• Tus instrucciones: Copia abajo, con todo su texto, solo las filas que van desde la que contiene "the window, imagine" hasta la que contiene "79), (176, 79)]", ambas incluidas. Ajusta las coordenadas de las respuestas sumando 23 a cada número y deja sin cambios los números de los ejemplos de formato.

• Datos proporcionados:

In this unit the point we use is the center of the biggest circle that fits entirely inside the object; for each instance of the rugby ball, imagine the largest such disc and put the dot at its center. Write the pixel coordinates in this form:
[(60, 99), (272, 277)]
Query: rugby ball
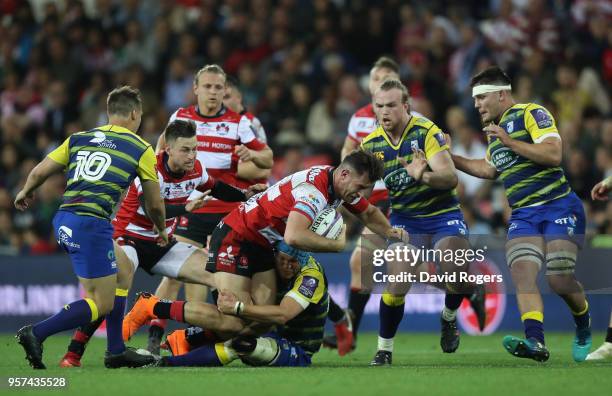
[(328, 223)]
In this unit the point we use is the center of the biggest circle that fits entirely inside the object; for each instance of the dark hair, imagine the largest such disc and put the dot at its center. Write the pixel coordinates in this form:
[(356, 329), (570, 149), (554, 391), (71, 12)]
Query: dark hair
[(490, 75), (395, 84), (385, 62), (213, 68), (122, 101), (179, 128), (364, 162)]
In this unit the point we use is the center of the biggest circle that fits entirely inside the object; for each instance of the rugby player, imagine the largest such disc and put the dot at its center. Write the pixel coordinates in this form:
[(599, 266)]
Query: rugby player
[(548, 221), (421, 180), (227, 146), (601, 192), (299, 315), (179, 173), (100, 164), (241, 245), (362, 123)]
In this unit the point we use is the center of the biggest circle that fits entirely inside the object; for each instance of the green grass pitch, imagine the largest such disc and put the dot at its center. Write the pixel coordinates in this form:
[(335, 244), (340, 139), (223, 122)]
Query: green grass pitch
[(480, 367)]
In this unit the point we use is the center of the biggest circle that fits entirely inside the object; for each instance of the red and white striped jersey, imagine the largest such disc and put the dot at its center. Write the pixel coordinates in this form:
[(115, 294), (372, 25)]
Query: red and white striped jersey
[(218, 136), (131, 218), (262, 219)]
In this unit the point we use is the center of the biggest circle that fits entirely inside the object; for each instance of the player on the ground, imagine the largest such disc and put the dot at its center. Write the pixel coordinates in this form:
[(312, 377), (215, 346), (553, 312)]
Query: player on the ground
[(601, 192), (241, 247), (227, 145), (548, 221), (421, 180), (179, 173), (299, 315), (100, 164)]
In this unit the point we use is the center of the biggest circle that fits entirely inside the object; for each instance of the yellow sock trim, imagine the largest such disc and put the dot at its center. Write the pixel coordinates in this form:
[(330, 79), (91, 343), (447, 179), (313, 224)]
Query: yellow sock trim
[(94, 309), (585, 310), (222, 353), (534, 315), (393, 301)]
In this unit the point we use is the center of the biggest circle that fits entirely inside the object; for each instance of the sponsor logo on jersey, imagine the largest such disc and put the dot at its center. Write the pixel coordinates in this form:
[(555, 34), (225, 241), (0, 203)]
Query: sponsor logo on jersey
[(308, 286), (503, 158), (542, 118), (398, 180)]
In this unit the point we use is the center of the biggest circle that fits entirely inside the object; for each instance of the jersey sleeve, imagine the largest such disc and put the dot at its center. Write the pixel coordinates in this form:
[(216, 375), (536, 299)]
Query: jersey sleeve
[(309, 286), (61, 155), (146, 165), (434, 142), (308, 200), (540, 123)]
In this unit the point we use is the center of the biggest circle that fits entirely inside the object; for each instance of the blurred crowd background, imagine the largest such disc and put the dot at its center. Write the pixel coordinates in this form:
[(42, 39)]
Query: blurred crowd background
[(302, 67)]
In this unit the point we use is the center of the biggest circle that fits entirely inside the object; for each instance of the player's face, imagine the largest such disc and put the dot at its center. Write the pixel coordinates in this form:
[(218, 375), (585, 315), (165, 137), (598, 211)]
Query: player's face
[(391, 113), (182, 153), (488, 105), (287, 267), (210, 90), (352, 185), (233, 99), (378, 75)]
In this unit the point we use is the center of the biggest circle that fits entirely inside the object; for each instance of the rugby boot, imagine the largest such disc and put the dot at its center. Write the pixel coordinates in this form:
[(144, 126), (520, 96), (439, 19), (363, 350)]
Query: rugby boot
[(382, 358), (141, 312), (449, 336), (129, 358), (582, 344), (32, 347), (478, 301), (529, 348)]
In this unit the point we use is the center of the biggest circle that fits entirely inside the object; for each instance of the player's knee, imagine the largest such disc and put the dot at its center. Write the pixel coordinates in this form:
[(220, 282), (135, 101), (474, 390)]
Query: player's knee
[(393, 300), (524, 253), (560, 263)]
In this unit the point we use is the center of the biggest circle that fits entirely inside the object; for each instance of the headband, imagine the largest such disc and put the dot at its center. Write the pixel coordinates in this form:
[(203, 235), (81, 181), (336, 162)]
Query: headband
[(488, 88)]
---
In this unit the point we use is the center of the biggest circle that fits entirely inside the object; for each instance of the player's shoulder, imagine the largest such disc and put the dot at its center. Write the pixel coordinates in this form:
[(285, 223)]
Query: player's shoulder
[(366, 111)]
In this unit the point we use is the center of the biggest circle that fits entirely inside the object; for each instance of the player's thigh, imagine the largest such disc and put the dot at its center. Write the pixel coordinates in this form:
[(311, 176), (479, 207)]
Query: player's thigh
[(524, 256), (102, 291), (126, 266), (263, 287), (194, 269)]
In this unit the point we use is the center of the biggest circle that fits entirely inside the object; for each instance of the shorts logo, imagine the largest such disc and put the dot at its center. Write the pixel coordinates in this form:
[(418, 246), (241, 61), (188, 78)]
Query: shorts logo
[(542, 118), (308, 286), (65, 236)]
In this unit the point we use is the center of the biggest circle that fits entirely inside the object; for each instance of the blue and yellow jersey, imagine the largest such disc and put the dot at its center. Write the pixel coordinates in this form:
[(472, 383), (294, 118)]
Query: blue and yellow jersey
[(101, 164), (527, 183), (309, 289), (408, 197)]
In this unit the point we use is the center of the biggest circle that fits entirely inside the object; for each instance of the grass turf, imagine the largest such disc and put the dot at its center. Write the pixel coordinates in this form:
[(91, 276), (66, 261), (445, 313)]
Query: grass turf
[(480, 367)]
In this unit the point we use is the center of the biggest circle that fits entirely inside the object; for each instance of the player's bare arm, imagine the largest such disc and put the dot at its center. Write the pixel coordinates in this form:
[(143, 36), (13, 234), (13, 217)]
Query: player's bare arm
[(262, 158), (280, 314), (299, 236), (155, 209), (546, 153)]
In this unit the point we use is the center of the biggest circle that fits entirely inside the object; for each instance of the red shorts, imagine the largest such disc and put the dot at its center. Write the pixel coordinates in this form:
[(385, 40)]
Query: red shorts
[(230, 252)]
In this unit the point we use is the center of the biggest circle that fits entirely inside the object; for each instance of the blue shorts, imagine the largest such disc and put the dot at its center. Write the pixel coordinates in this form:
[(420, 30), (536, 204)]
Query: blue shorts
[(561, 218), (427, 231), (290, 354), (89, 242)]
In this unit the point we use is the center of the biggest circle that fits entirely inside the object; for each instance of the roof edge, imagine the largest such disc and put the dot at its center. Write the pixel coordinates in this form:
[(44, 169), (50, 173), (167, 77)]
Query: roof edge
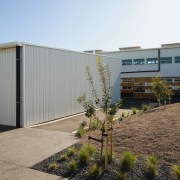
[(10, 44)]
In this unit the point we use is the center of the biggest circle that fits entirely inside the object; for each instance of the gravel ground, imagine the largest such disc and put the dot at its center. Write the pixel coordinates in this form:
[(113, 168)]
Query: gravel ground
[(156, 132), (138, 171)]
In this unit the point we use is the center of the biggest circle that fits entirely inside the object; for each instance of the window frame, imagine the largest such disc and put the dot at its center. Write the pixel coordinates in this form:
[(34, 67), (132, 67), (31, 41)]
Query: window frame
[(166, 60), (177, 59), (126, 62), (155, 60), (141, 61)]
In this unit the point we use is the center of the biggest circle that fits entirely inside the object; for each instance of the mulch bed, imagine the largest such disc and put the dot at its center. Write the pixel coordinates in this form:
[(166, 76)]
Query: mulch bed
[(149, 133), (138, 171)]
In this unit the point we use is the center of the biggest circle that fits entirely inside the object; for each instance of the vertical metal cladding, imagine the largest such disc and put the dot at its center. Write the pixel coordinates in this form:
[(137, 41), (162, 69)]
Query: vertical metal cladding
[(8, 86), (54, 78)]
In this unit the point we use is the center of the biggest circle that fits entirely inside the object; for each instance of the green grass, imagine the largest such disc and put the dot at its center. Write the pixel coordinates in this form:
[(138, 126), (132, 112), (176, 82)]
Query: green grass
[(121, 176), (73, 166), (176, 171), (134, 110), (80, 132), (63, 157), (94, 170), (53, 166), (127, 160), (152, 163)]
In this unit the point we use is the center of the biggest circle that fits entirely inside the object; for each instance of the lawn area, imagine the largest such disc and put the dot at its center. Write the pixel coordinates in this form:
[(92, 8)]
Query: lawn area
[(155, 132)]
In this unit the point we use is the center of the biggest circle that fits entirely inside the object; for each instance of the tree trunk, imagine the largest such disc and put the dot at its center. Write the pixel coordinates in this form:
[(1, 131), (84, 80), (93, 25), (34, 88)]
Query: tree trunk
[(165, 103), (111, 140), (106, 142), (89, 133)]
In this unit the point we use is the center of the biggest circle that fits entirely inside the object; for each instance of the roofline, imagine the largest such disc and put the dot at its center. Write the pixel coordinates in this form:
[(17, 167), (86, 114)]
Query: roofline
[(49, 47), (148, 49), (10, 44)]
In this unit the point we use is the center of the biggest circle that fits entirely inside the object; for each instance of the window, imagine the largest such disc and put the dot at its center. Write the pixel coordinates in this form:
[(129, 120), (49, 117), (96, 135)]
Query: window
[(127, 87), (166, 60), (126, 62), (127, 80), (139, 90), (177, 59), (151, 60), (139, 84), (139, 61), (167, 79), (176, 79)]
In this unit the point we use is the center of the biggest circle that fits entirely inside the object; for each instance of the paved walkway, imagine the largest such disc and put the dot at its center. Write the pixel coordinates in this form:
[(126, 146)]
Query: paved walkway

• Resultado:
In this unit the point we use is the center of the biggest circle that fits entirely inside the object; for each instance of the window, imagine the largest such disc and put the dot at its center. Write the pixel coordinates in this form:
[(129, 120), (49, 117), (96, 135)]
Query: window
[(150, 110), (189, 83), (149, 85), (150, 103), (162, 113), (200, 82), (174, 83), (162, 107), (162, 84), (190, 102), (199, 102)]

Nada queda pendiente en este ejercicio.